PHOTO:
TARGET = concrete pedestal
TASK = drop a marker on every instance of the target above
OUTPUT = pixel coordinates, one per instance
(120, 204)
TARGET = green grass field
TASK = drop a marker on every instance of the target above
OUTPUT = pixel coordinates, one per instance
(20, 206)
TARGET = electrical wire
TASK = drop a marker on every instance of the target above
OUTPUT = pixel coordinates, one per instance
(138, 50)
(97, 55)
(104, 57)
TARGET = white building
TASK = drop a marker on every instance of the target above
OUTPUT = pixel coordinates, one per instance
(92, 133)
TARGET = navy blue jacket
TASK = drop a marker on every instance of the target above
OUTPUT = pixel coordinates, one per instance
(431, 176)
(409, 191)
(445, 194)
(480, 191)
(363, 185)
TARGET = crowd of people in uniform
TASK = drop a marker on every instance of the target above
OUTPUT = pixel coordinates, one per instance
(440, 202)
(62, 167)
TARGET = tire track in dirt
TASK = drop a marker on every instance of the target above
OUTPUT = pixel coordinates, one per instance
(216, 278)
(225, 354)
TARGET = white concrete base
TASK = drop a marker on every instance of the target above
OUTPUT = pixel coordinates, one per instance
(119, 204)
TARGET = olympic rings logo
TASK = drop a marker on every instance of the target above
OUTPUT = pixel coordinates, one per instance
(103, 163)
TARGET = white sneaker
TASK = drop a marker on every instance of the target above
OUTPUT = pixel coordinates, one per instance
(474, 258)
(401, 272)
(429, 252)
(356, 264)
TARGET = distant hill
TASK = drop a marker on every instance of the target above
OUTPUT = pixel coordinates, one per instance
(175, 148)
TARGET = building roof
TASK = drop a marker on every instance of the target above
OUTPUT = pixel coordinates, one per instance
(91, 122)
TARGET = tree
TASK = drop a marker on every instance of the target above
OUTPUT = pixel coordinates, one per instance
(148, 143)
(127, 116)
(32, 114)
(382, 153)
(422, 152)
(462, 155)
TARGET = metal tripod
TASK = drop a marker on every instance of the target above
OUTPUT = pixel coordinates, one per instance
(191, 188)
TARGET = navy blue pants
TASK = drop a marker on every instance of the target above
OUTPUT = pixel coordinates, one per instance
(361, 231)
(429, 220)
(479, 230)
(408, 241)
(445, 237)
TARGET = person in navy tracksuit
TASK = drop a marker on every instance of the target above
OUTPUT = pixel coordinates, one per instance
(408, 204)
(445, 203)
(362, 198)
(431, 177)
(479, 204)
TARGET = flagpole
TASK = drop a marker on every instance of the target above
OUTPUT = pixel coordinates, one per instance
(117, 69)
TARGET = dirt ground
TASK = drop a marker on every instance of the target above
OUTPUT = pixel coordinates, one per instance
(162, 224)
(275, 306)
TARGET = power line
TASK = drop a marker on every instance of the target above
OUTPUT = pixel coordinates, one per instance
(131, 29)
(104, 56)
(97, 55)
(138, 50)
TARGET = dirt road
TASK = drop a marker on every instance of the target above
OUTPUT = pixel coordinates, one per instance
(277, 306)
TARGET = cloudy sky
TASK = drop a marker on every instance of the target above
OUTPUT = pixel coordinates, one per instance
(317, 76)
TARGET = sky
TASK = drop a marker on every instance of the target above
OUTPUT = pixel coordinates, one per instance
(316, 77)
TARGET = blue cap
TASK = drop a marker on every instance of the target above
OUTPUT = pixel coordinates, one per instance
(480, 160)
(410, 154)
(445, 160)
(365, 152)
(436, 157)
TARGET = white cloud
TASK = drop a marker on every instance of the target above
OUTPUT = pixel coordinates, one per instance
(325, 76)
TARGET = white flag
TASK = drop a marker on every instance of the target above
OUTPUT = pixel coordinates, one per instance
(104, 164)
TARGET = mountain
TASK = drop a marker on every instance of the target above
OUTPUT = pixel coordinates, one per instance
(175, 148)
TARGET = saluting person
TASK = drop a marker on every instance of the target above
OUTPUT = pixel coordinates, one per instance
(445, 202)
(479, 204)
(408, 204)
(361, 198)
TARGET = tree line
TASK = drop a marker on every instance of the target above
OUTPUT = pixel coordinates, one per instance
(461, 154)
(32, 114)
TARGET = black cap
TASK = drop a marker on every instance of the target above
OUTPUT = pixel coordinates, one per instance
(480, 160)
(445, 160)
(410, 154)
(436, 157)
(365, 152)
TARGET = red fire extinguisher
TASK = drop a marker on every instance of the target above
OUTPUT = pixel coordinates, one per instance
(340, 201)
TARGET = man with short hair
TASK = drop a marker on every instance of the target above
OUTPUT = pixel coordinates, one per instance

+ + + + + + +

What you need to do ▸ Return what is listed above, exactly and completely.

Exercise output ▸
PHOTO:
TARGET = concrete pedestal
TASK = drop a marker on every instance of the target above
OUTPUT = pixel coordinates, one per instance
(120, 204)
TARGET = green grass field
TASK = drop a marker on every instance of the target above
OUTPUT = pixel coordinates, one per instance
(20, 206)
TARGET = electrical wire
TASK = drop a marker on every instance of the target above
OUTPUT = pixel coordinates, one per instance
(138, 50)
(97, 55)
(104, 57)
TARGET = white building
TASK = drop a marker on every instance of the target above
OUTPUT = pixel coordinates, one per instance
(92, 133)
TARGET = navy blue jacket
TASK = drop a marker on every instance of the target above
OUTPUT = pixel coordinates, one per instance
(431, 176)
(409, 191)
(445, 194)
(480, 191)
(363, 185)
TARGET = crowd of people in uniform
TASK = drop a marker on every instance of the target above
OUTPUT = pixel coordinates, one per instance
(440, 202)
(62, 167)
TARGET = tire track in dirt
TASK = drop a marker on every instance of the target above
OUTPUT = pixel coordinates, one per instance
(216, 278)
(225, 354)
TARGET = white concrete base
TASK = drop a marker on every instance of the target above
OUTPUT = pixel coordinates, one per instance
(119, 204)
TARGET = olympic rings logo
TASK = drop a marker on every instance of the target above
OUTPUT = pixel coordinates, one per instance
(103, 163)
TARGET = white sneaker
TASK = drop a marker on every instance of the target above
OUTPUT = pixel coordinates, one per instance
(474, 258)
(401, 272)
(429, 252)
(356, 264)
TARGET = distant hill
TASK = drop a marker on every instance of the target above
OUTPUT = pixel coordinates, one per instance
(175, 148)
TARGET = building roof
TASK = drop a marker on every instance of the target above
OUTPUT = pixel coordinates, one per instance
(91, 122)
TARGET = tree
TASK = drop a marker on every instance of the target above
OUTPUT = pixel coordinates, one per instance
(148, 143)
(127, 116)
(32, 114)
(382, 153)
(422, 152)
(462, 155)
TARGET = metal tripod
TASK = drop a marker on every instance of the target above
OUTPUT = pixel coordinates, one per instance
(191, 188)
TARGET = navy blue pants
TASK = drop a marker on every instance of the target above
OUTPUT = pixel coordinates, one per instance
(361, 231)
(429, 220)
(479, 230)
(408, 241)
(445, 237)
TARGET = person in navy tracksuit
TASK = drop a marker on every instance of the target above
OUTPUT = pixel coordinates, one per instance
(408, 204)
(445, 203)
(362, 198)
(431, 177)
(479, 204)
TARGET = flagpole
TASK = drop a marker on every instance of the target above
OUTPUT = pixel coordinates, one per instance
(117, 69)
TARGET = dirt ground
TASK = drop a marker on every instance of the target above
OUTPUT = pixel coordinates, one per instance
(162, 224)
(275, 306)
TARGET = power line
TASK = drop a marker on every instance of the target above
OUTPUT = pixel coordinates, one per instance
(131, 29)
(104, 56)
(97, 55)
(138, 50)
TARGET = dirt road
TASK = drop a marker on every instance of the target above
OUTPUT = pixel coordinates, one per instance
(277, 306)
TARGET = cloudy sky
TASK = drop a marker on every instance of the target above
OUTPUT = pixel coordinates, one per instance
(317, 76)
TARGET = sky
TASK = drop a marker on every instance of the target above
OUTPUT = pixel coordinates, one per instance
(316, 77)
TARGET = blue cap
TASK = drop a marker on every instance of the target above
OUTPUT = pixel coordinates, one per instance
(480, 160)
(410, 154)
(445, 160)
(365, 152)
(436, 157)
TARGET = white cloud
TASK = drop a marker on every instance of the target above
OUTPUT = pixel coordinates, one per instance
(325, 76)
TARGET = white flag
TASK = drop a marker on every instance of the target above
OUTPUT = pixel coordinates, one per instance
(104, 164)
TARGET = mountain
TASK = drop a marker on every instance of the target above
OUTPUT = pixel coordinates, one per instance
(175, 148)
TARGET = saluting person
TASK = drop a marker on every instance of the target above
OUTPUT = pixel coordinates, one per instance
(445, 202)
(479, 204)
(408, 204)
(361, 198)
TARGET = tree line
TASK = drop a marker on every instance of the target above
OUTPUT = pixel coordinates, one per instance
(461, 154)
(32, 114)
TARGET = black cap
TASK = drop a marker on every instance of the target above
OUTPUT = pixel coordinates, one per instance
(480, 160)
(445, 160)
(410, 154)
(436, 157)
(365, 152)
TARGET = red fire extinguisher
TASK = drop a marker on every instance of the target above
OUTPUT = pixel coordinates, one per instance
(340, 201)
TARGET = man with short hair
TASK = drop a marker on every instance of the target above
OUTPUT = pixel coordinates, one per instance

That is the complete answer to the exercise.